▸ Exercise: No images are to be carried over; print all other material exactly as it stands.

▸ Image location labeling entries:
========================================================================

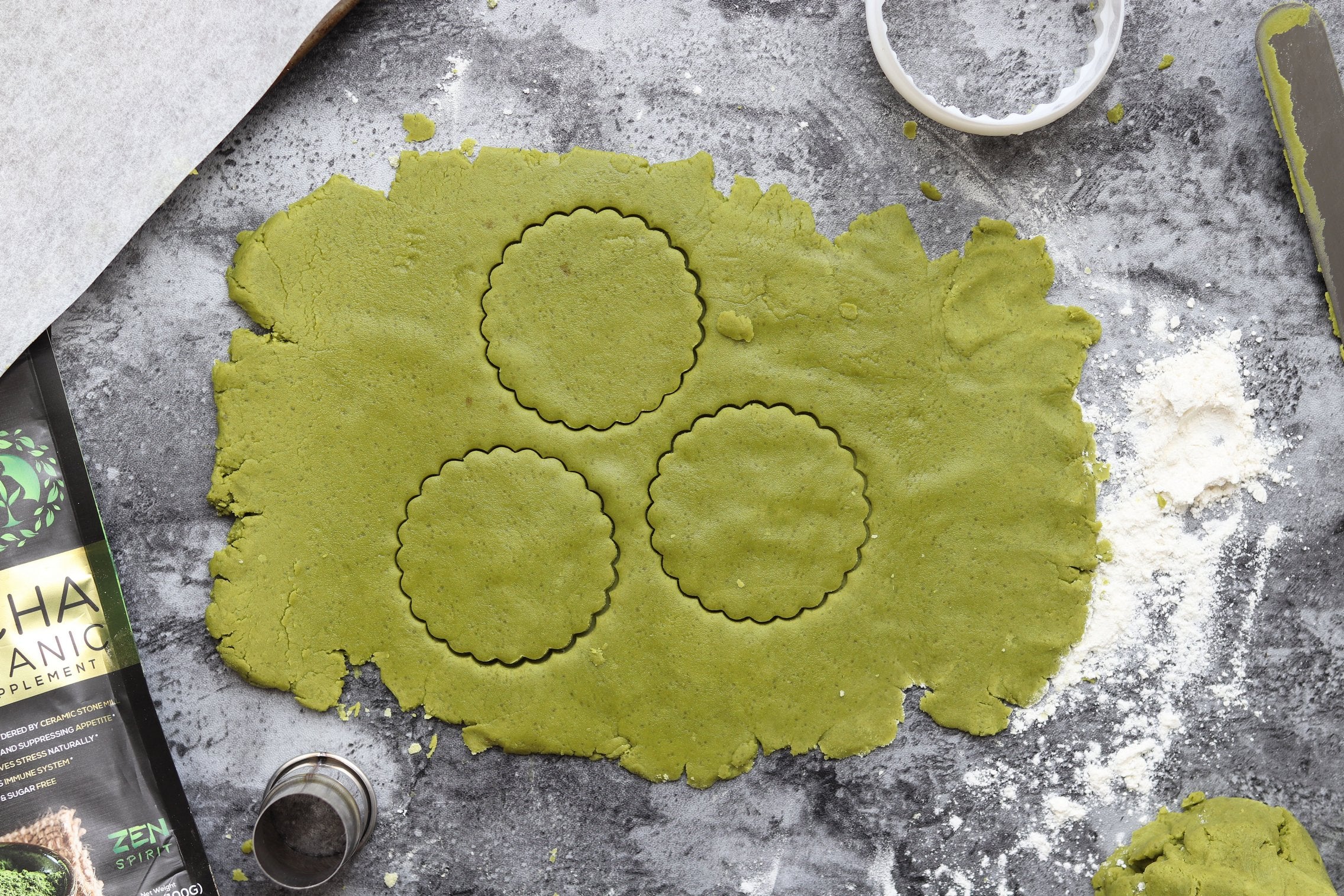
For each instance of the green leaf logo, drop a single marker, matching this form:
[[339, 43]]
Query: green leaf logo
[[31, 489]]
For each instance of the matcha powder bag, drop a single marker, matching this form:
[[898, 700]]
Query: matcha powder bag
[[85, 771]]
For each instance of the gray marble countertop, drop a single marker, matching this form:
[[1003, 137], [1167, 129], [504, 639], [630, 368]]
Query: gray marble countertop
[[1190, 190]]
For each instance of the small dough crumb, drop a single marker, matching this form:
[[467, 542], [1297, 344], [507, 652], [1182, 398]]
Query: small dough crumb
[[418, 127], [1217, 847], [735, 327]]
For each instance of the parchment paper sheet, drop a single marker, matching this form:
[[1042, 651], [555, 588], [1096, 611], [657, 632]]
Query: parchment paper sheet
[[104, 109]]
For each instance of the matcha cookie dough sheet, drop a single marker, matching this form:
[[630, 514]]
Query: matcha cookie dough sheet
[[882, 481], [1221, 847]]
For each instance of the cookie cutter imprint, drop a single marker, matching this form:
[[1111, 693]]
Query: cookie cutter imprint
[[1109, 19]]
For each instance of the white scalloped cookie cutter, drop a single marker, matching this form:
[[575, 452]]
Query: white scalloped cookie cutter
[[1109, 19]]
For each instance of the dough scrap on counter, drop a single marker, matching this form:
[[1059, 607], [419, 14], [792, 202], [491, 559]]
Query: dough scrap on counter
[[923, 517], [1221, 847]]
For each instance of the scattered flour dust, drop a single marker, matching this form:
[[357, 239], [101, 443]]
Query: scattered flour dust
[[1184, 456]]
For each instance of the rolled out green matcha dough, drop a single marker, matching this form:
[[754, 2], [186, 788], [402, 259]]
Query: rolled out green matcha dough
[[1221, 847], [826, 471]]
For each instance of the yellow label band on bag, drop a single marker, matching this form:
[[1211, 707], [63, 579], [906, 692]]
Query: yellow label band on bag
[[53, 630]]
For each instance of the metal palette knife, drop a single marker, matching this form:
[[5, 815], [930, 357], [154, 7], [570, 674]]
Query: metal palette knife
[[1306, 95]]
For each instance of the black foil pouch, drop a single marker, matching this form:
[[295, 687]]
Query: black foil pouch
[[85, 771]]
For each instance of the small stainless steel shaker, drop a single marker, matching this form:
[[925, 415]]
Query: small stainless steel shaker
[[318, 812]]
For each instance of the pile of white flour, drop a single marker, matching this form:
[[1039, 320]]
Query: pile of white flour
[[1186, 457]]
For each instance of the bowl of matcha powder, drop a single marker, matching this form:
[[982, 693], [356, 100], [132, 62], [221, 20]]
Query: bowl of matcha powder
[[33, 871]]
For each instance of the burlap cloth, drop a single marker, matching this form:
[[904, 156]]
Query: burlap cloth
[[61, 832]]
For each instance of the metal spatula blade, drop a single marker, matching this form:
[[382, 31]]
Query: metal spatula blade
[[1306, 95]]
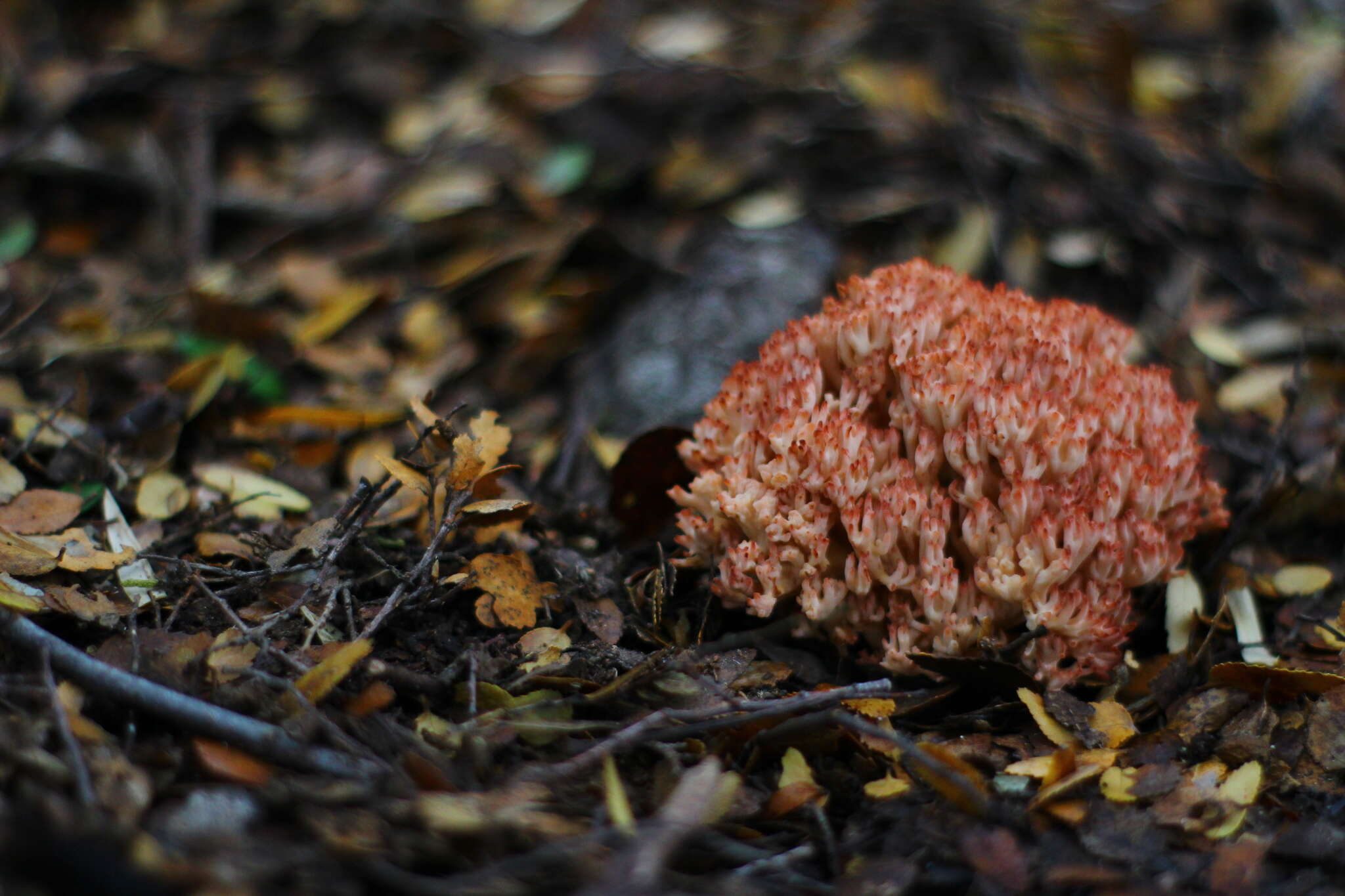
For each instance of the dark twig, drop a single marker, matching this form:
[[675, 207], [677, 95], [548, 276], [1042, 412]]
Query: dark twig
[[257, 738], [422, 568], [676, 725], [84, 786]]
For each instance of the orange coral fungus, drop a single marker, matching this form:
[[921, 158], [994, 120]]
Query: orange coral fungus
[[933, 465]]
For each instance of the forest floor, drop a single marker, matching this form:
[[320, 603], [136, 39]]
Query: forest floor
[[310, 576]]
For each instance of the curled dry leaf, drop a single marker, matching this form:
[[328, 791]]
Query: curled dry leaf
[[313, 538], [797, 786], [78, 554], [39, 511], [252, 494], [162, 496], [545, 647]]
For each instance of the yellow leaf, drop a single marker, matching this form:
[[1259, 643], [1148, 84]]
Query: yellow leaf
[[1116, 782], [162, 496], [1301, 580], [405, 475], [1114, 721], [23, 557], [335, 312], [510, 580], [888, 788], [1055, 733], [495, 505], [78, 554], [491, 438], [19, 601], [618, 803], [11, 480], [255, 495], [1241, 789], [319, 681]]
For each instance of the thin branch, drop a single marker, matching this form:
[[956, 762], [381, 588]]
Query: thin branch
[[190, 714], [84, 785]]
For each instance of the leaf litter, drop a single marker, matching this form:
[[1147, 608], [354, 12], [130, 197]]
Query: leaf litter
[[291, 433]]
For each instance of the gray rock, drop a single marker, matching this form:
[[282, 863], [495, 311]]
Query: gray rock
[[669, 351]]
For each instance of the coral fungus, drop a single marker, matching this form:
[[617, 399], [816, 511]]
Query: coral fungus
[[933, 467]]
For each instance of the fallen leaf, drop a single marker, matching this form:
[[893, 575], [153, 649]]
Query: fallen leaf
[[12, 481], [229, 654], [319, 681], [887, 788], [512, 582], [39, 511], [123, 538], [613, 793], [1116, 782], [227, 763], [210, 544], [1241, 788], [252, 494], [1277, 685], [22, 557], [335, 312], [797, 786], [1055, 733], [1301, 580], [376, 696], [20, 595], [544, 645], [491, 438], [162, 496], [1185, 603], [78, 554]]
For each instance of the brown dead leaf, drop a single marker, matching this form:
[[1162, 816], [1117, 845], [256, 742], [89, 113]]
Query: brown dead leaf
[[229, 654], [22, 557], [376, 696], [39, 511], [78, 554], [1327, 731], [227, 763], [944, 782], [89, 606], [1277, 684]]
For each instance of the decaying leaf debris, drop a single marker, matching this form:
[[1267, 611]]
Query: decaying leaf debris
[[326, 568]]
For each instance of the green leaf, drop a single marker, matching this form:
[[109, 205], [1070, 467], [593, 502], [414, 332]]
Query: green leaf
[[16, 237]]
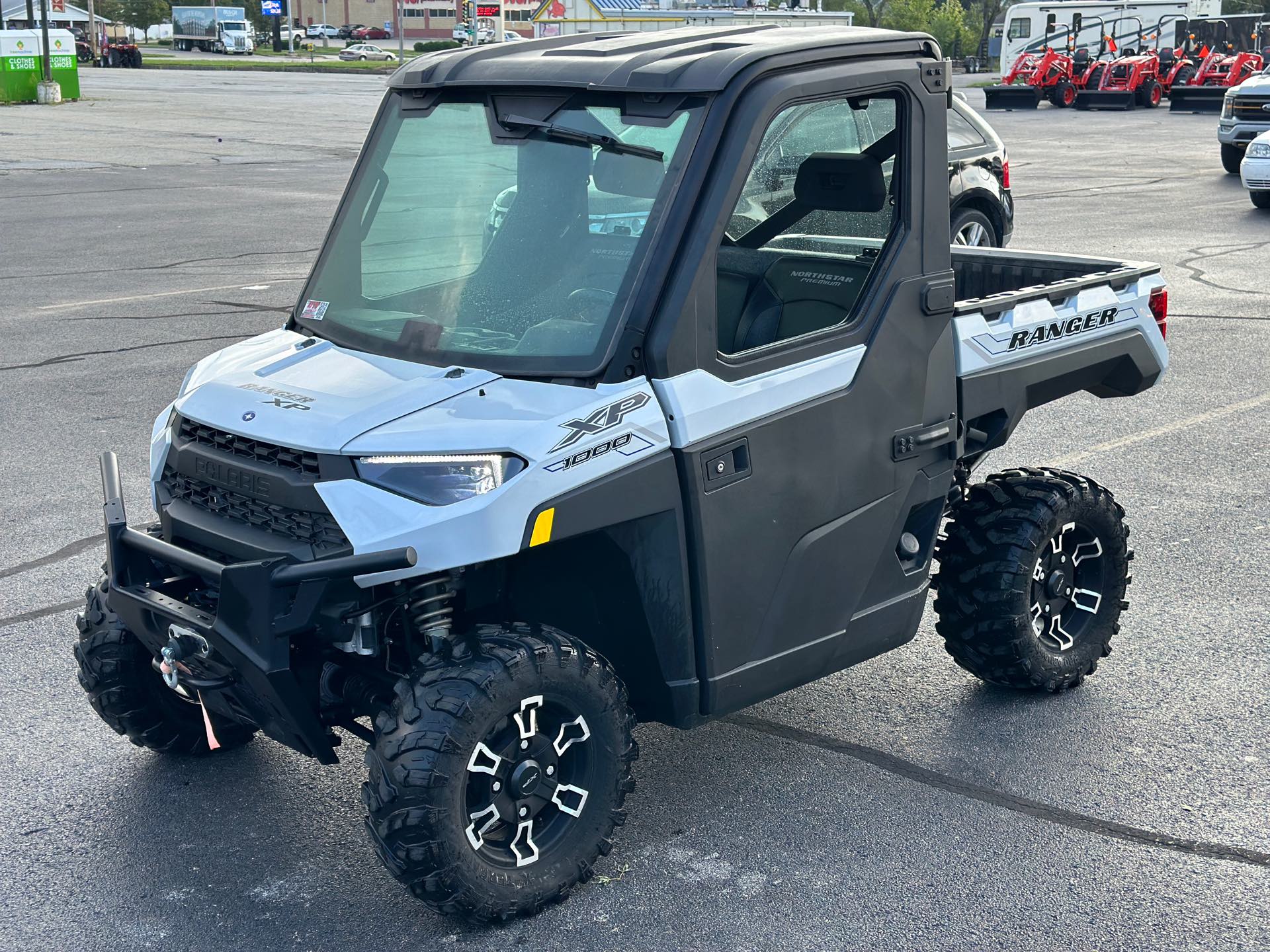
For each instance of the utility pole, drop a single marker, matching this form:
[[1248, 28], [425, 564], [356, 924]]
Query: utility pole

========================================================================

▸ Full solution:
For each instance of the green leaf logo, drop a single marker, matching this form:
[[339, 43]]
Query: green leaf logo
[[31, 489]]
For each instance of the matcha powder bag, drop a single marker, matching this form:
[[898, 700]]
Query: matcha powder bag
[[85, 771]]
For each instance of the gray marble countertop, drop a single marker, matching this form:
[[1003, 137], [1167, 129], [504, 639], [630, 368]]
Query: gray marble countertop
[[1190, 190]]
For each instance of the small dough crumb, drop a single marker, matching this form:
[[467, 542], [1297, 344], [507, 652], [1182, 398]]
Query: small dough crumb
[[418, 127], [1217, 847], [735, 327]]
For each instance of the parchment paper sheet, drop a single marker, matching this form:
[[1042, 651], [555, 588], [1096, 611], [657, 632]]
Query: parchment paper sheet
[[104, 109]]
For each instance of the matcha cookie dough sheet, drop a single marker, matching this form:
[[630, 514]]
Query: matcha cookie dough sheet
[[882, 481], [1221, 847]]
For each instance of the cookie cutter imprint, drop a single marker, matching this form:
[[1111, 693]]
Query: cookie cutter imprint
[[1109, 19]]
For each instance of the white scalloped cookie cutter, drop a single marker, matching this form:
[[575, 452]]
Query: white scalloped cookie cutter
[[1109, 19]]
For each instance of the dough scrap on counter, drop a single marker, matching this form:
[[1059, 607], [419, 14], [792, 202], [491, 559]]
Query: dough scrap on counter
[[923, 517], [1221, 847]]
For each instance of the scattered flour dust, drop a single marker, matching this form:
[[357, 239], [101, 443]]
Query: scattered flour dust
[[1184, 456]]
For each instance of the rolled out green matcha dough, drop a single marker, matching this form:
[[754, 2], [186, 788], [402, 259]]
Query: rolled out green matcha dough
[[1221, 847], [826, 471]]
For each instance of the yellow label band on bag, drop a single marker, matching this form:
[[1211, 707], [63, 579], [906, 692]]
Query: yellow label band on bag
[[53, 630]]
For each instance of the metal palette knife, drop a single marker, matching this form:
[[5, 815], [930, 357], [154, 7], [570, 674]]
Query: metal palette knife
[[1306, 95]]
For each instance of the black foil pouch, drop a single marker, matching this form:
[[295, 687]]
Query: black foil pouch
[[85, 771]]
For each instance of the small stainless steel shaker, drop a single marker, matching this form:
[[925, 415]]
Query: small stainless steel shaker
[[318, 812]]
For each instance of the pile of white flour, drop a single marker, matching this form:
[[1039, 320]]
Query: pile of white flour
[[1186, 457]]
For each instance of the bowl of matcha powder, drop a single marker, matching this form:
[[982, 693], [356, 100], [132, 62], [221, 20]]
Query: bowl of matcha powder
[[33, 871]]
For each instance of the burlap cloth, drop a single marker, matching this form:
[[904, 156]]
Query: burlap cloth
[[61, 832]]
For each instance of the metal spatula blade, drop a single marker, matching this form:
[[382, 31]]
Query: metal spatula blade
[[1306, 95]]
For each instance of the dark twig, drop a single marker, matching this form:
[[675, 207], [677, 95], [548, 276], [1042, 412]]
Query: dark twig
[[257, 738], [422, 568], [676, 725], [84, 786]]
For each instance of the orange coral fungus, drop a single marker, matching this form:
[[921, 158], [994, 120]]
Query: orange coral fungus
[[933, 465]]
For each instance of the forest floor, drop a single marker, matching this form:
[[320, 603], [136, 39]]
Query: forest floor
[[310, 576]]
For each instance of the curled dry leaf, drop a single marker, matching this form:
[[328, 791]]
Query: curled dry leaf
[[313, 538], [797, 786], [78, 554], [39, 511], [252, 494], [162, 496], [545, 647]]
For each instance of the yellow leaf, drop a single marker, matching this form:
[[1259, 643], [1148, 84]]
Query: yellow leaf
[[1116, 782], [162, 496], [1301, 580], [405, 475], [1114, 721], [23, 557], [335, 312], [510, 580], [888, 788], [1055, 733], [495, 505], [78, 554], [491, 438], [19, 601], [618, 803], [11, 480], [255, 495], [1241, 789], [319, 681]]
For each instance of the thin branch, drop a single marker, matching this form:
[[956, 762], [381, 588]]
Query: thin branch
[[190, 714], [84, 785]]
For each instance of the leaf litter, drop a single marker, matching this form:
[[1147, 608], [354, 12], [130, 197]]
Query: leaf litter
[[291, 433]]
For each instance of the gray rock, drop a single marker, matching this form:
[[282, 863], [495, 311]]
Query: gray rock
[[669, 351]]
For each instance of the coral fungus, drop a single marker, matching this form:
[[617, 399], [816, 511]]
Query: coral fungus
[[933, 467]]
For each instance of the fallen leaf, drop a single marker, matching this form:
[[893, 575], [153, 649]]
Query: fallen leaf
[[12, 481], [229, 654], [319, 681], [887, 788], [512, 582], [39, 511], [123, 538], [613, 793], [1116, 782], [227, 763], [210, 544], [1241, 788], [252, 494], [1277, 685], [22, 557], [335, 312], [797, 786], [1055, 733], [1301, 580], [376, 696], [20, 595], [544, 645], [491, 438], [162, 496], [1185, 603], [78, 554]]
For each instance of the brown dead leaf, drop a single marker, matching this form:
[[1162, 816], [1117, 845], [256, 742], [89, 113]]
Query: brown dead leaf
[[229, 654], [22, 557], [376, 696], [39, 511], [78, 554], [1327, 731], [227, 763], [944, 782], [89, 606], [1277, 684]]
For each instance of the decaying leaf debris, drop a single marker, matching this form:
[[1267, 611]]
Query: decaying leaf debris
[[326, 568]]
For each instance of the green leaf, drop a single marker, matching this form:
[[109, 205], [1070, 467], [593, 502], [414, 332]]
Query: green leaf
[[16, 237]]
For each instance of the utility pole, drop a single marker, matching this form:
[[1248, 28], [425, 564], [356, 924]]
Query: utility pole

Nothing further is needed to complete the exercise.